Start of INPUT DATA

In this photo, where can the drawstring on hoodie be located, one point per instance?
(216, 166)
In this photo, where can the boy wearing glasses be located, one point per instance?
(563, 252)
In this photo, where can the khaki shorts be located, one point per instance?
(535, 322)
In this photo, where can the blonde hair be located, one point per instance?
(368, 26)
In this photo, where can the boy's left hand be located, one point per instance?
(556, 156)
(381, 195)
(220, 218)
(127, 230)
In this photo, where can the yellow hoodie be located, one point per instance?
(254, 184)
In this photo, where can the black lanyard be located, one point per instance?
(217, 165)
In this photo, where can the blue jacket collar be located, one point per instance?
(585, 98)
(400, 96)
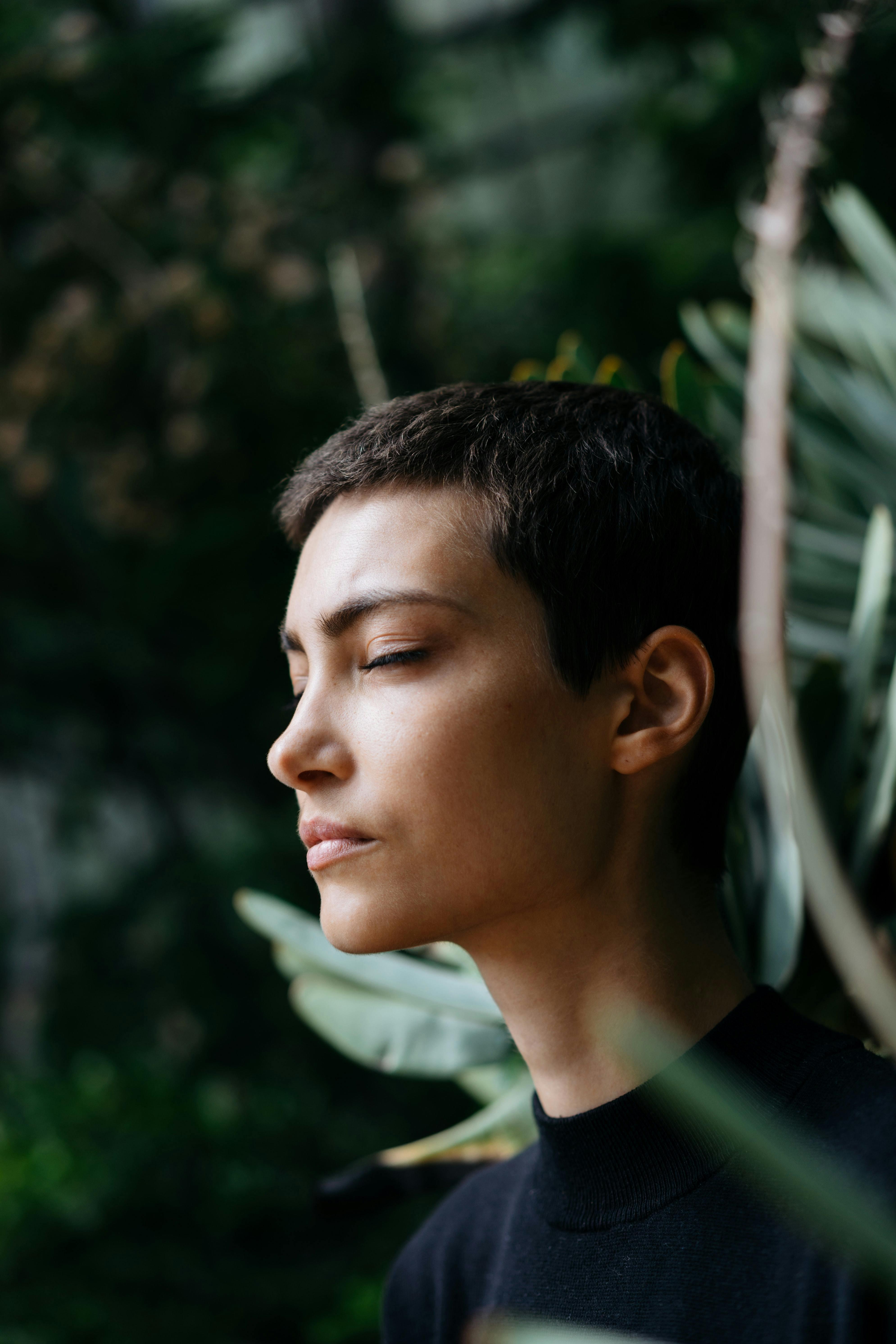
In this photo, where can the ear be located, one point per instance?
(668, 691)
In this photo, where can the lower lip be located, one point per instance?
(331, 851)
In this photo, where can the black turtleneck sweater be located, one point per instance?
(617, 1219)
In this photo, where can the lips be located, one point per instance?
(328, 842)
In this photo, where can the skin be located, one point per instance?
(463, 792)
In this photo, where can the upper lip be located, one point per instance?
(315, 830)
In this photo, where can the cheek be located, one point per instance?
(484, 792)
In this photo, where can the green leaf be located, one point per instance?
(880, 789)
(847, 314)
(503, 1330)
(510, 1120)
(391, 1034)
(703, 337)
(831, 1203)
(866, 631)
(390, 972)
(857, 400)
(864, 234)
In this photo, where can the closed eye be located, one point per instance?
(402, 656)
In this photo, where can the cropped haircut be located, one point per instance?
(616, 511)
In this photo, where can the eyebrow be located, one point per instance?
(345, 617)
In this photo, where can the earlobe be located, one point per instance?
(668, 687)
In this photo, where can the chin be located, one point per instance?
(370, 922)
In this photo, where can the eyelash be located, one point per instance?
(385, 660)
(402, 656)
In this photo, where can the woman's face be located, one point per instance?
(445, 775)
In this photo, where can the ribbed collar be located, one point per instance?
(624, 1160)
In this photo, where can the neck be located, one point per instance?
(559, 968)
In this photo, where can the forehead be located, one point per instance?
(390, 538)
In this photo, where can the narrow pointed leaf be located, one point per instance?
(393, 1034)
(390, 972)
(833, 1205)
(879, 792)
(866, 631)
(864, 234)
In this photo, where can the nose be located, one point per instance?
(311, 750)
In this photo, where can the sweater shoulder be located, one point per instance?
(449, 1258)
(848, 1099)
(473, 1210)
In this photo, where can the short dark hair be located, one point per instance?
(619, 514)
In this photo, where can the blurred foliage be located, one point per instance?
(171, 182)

End of INPUT DATA

WHAT YOU SHOULD DO: Return only and exactly the lines from the one that contains "In this photo, where can the nose" through the final line of the material above.

RESPONSE TO THIS TASK:
In this photo, where can the nose be located, one point per instance?
(311, 750)
In this photo, where can the sweater shoulder be located, one point per instance?
(449, 1258)
(848, 1099)
(473, 1210)
In this photo, where can the short dark hair be located, one point per instance?
(619, 514)
In this photo, where can the blurred foliage be located, one point per instance?
(171, 182)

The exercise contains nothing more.